■ Requirements
Could you retype the rows below, starting at the line containing "Check that every instance of the front bumper" and running through the end of the rows, both ends included?

Location annotation dataset excerpts:
^^^^^^^^^^^^^^^^

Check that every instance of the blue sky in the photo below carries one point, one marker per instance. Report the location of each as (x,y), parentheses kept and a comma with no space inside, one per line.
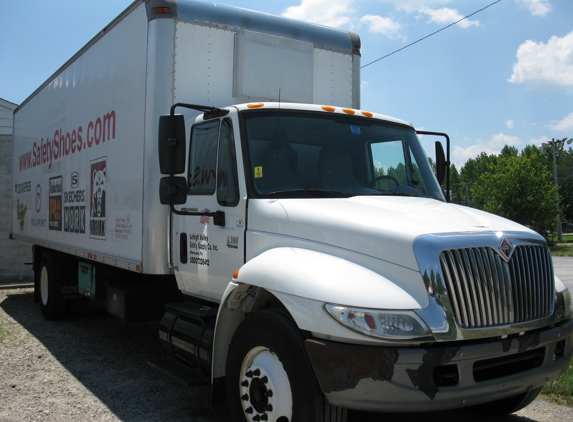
(503,76)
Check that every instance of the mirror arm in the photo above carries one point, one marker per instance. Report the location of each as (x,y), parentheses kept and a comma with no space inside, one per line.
(447,163)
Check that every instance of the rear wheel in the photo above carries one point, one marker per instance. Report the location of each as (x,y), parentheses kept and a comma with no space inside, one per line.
(509,404)
(270,377)
(51,281)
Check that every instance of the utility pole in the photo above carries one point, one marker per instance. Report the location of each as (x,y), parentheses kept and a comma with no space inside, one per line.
(556,149)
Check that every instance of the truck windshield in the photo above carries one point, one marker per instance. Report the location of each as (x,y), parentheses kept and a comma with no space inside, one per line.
(309,154)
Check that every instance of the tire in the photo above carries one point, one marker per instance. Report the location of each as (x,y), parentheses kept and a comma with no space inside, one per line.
(508,405)
(50,283)
(270,377)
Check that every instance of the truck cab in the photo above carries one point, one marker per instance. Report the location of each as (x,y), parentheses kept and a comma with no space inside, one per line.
(324,231)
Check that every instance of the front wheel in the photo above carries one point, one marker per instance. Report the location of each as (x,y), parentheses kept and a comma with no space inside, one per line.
(270,377)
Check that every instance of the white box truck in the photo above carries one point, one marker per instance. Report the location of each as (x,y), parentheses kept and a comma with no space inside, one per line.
(210,167)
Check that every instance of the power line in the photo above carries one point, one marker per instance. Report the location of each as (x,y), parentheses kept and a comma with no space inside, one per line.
(428,36)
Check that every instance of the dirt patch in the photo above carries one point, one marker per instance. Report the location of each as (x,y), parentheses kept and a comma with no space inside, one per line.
(95,368)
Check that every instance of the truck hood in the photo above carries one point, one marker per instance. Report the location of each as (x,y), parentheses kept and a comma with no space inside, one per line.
(379,226)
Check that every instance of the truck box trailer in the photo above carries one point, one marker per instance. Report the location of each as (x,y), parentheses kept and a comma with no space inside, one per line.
(210,167)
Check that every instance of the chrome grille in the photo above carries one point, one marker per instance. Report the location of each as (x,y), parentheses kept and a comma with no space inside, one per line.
(487,291)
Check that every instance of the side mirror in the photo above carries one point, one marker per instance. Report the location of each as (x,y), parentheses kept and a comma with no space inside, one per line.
(440,163)
(171,142)
(173,193)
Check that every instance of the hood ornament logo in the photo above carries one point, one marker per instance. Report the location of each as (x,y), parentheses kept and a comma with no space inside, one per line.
(506,248)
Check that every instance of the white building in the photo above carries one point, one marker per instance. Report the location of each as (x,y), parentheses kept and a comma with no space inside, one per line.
(15,254)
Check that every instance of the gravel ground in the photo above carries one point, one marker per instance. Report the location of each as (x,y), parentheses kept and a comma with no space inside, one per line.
(94,368)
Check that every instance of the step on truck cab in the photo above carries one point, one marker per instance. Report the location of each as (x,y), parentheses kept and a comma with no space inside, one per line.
(211,167)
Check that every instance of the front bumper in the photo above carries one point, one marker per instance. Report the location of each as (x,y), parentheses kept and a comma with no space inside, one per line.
(439,377)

^^^^^^^^^^^^^^^^

■ Exercise result
Check that every instance of the front bumper in the photo above carries one point, one marker per instance. Report the location of each as (x,y), parentheses kept and a comma with no space inside, one per line.
(439,377)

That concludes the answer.